Records from a point labeling set
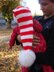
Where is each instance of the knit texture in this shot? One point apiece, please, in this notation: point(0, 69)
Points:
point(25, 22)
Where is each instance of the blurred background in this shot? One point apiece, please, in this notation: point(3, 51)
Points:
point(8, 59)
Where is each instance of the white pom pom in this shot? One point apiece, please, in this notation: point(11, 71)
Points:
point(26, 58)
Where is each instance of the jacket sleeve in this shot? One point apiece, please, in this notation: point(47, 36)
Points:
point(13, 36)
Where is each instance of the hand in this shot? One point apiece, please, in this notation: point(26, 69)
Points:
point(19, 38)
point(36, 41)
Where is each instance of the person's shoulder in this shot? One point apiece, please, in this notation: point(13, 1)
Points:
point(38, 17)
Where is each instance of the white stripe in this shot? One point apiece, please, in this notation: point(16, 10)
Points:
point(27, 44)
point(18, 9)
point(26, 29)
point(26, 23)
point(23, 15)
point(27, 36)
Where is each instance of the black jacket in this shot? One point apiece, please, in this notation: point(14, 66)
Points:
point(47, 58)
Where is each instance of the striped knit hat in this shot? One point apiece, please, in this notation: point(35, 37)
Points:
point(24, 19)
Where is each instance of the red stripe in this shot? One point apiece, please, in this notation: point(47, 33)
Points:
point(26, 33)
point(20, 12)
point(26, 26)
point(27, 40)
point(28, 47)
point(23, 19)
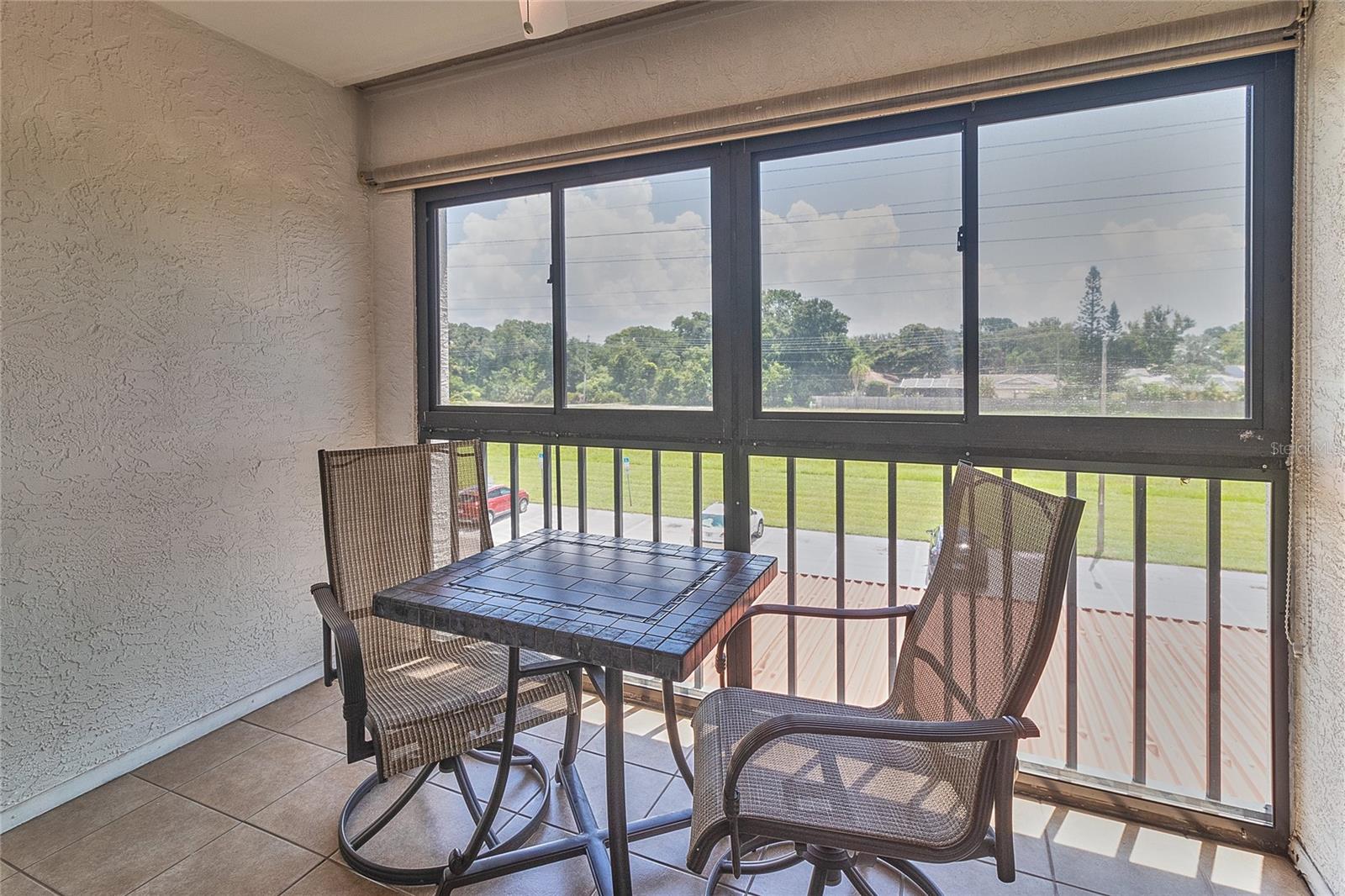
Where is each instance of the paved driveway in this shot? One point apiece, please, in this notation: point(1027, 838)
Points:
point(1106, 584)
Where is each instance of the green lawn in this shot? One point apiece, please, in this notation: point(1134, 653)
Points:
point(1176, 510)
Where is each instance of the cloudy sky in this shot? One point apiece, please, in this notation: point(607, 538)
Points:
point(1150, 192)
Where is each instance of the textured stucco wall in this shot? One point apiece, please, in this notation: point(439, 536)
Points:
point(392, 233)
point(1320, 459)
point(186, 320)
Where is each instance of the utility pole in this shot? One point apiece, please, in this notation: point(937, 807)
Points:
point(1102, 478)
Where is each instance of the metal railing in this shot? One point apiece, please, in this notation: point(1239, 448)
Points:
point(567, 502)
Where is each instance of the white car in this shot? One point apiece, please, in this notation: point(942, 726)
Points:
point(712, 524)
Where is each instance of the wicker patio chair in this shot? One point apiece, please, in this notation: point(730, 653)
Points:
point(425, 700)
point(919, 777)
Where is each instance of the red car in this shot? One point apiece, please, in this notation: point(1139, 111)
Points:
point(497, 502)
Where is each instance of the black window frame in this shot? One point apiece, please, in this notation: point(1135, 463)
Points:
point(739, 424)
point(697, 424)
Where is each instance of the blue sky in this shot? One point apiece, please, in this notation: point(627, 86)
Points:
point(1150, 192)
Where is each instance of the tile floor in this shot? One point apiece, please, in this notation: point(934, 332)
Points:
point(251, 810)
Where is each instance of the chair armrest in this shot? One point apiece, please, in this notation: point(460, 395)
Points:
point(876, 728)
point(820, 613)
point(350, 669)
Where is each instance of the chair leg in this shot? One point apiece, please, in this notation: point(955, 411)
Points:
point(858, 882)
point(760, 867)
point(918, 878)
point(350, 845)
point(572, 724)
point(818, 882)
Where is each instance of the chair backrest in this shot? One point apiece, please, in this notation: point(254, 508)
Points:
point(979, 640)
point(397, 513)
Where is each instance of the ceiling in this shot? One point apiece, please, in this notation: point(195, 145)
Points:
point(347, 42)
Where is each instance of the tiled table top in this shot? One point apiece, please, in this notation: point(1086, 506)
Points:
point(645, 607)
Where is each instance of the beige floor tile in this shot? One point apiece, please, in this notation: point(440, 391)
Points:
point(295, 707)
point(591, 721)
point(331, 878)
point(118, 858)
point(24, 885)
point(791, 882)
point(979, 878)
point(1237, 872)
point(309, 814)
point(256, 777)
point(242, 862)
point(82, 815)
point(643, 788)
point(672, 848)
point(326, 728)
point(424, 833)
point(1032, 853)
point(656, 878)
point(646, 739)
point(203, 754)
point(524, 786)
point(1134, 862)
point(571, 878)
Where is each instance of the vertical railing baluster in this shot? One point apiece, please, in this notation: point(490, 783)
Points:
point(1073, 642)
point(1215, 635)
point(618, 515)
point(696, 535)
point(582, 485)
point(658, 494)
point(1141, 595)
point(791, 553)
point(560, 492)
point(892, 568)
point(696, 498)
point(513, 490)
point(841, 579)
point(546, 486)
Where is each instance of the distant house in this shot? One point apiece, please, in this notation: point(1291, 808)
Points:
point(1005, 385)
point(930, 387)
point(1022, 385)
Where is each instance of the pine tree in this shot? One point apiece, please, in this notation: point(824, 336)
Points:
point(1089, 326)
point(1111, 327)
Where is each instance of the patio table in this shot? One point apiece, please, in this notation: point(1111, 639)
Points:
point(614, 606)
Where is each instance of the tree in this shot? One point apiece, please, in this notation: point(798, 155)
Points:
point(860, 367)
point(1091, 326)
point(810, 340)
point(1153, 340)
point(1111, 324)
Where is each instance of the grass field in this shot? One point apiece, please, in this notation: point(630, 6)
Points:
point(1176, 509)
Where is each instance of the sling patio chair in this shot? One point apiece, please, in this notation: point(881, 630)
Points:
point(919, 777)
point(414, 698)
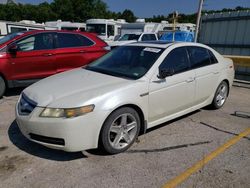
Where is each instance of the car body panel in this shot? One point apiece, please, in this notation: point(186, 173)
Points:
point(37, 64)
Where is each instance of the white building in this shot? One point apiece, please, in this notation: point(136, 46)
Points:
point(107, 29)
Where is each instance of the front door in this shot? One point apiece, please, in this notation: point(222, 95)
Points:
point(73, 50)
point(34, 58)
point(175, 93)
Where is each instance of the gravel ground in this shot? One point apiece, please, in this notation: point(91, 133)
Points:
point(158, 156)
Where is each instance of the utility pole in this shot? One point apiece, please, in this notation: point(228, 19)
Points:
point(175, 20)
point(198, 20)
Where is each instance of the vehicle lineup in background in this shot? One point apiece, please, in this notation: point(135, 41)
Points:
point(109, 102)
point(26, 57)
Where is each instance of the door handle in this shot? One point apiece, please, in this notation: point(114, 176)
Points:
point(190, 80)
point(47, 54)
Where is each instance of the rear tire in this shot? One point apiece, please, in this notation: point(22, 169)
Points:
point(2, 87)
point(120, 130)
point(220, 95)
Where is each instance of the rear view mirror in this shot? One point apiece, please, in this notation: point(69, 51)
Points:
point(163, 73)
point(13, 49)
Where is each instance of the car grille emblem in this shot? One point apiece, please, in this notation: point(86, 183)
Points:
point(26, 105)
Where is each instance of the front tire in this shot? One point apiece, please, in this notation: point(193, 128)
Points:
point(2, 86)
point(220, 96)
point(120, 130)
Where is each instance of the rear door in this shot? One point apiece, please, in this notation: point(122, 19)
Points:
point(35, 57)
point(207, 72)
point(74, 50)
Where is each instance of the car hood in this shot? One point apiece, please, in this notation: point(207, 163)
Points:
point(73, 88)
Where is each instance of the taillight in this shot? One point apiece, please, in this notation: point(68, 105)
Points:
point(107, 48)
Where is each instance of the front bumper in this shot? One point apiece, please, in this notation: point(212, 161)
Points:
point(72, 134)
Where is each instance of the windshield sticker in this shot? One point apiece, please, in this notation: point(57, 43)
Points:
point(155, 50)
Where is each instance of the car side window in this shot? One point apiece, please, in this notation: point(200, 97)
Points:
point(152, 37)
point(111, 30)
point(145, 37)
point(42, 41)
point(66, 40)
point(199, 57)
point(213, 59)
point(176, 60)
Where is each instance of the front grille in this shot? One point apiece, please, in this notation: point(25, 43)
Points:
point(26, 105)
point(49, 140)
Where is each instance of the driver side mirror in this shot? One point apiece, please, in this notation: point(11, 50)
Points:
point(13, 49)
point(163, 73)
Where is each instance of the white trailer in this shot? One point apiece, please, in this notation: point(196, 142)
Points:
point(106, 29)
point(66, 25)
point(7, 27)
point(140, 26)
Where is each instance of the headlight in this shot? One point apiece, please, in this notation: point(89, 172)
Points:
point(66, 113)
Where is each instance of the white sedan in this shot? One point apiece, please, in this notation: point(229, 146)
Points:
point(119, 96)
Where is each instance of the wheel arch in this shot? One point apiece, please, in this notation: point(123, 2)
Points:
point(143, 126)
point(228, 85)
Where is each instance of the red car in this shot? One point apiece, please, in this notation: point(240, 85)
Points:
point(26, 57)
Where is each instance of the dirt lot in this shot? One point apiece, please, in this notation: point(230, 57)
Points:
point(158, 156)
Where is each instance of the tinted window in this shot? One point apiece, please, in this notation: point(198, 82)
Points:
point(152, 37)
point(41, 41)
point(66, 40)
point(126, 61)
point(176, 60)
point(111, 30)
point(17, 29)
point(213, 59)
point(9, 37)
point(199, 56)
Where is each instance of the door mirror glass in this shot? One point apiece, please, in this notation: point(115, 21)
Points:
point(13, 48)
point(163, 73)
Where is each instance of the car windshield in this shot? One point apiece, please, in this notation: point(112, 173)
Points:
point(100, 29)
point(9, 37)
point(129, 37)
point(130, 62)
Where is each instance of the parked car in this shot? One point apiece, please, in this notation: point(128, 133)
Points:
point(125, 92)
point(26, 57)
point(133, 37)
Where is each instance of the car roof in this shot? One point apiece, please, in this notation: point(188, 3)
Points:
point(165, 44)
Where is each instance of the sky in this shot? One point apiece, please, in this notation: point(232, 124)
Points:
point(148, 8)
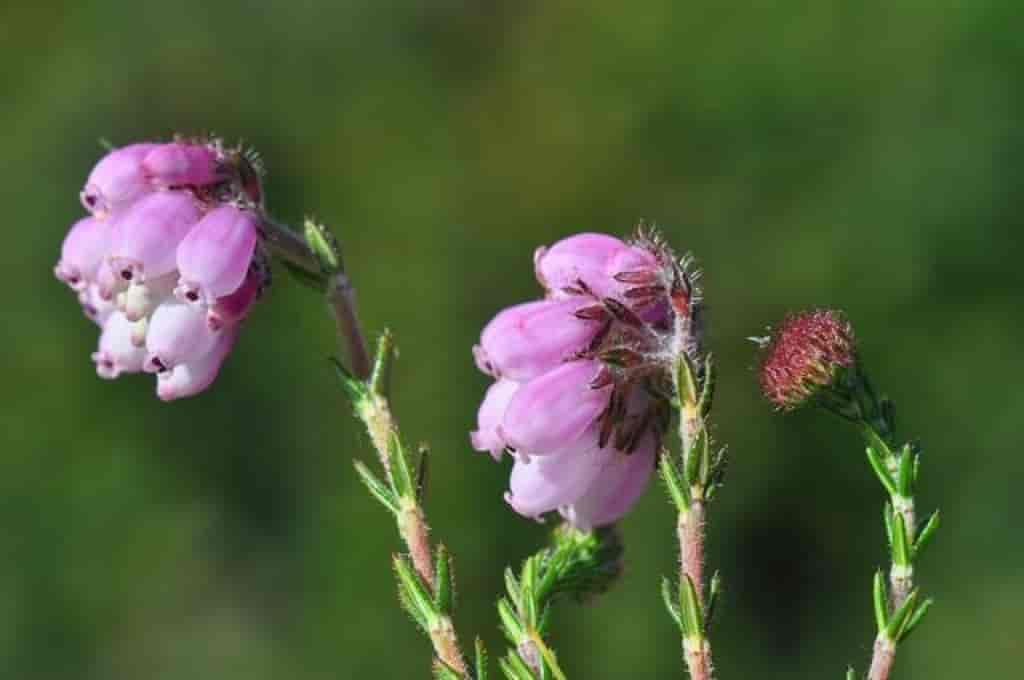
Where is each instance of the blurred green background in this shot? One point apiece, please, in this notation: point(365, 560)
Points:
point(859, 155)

Problem description → Rewrite the material, starting at its beginning and ending at the line that contains "point(8, 59)", with "knit texture" swapped for "woven fabric" and everything else unchanged. Leave the pictures out of your answer.

Finished exercise →
Where is each instance of the woven fabric in this shot? One point apiece, please, in this notation: point(0, 69)
Points:
point(25, 22)
Where is each instance of the blurred background in this shot? One point apiece, please, in this notation: point(3, 51)
Points:
point(8, 59)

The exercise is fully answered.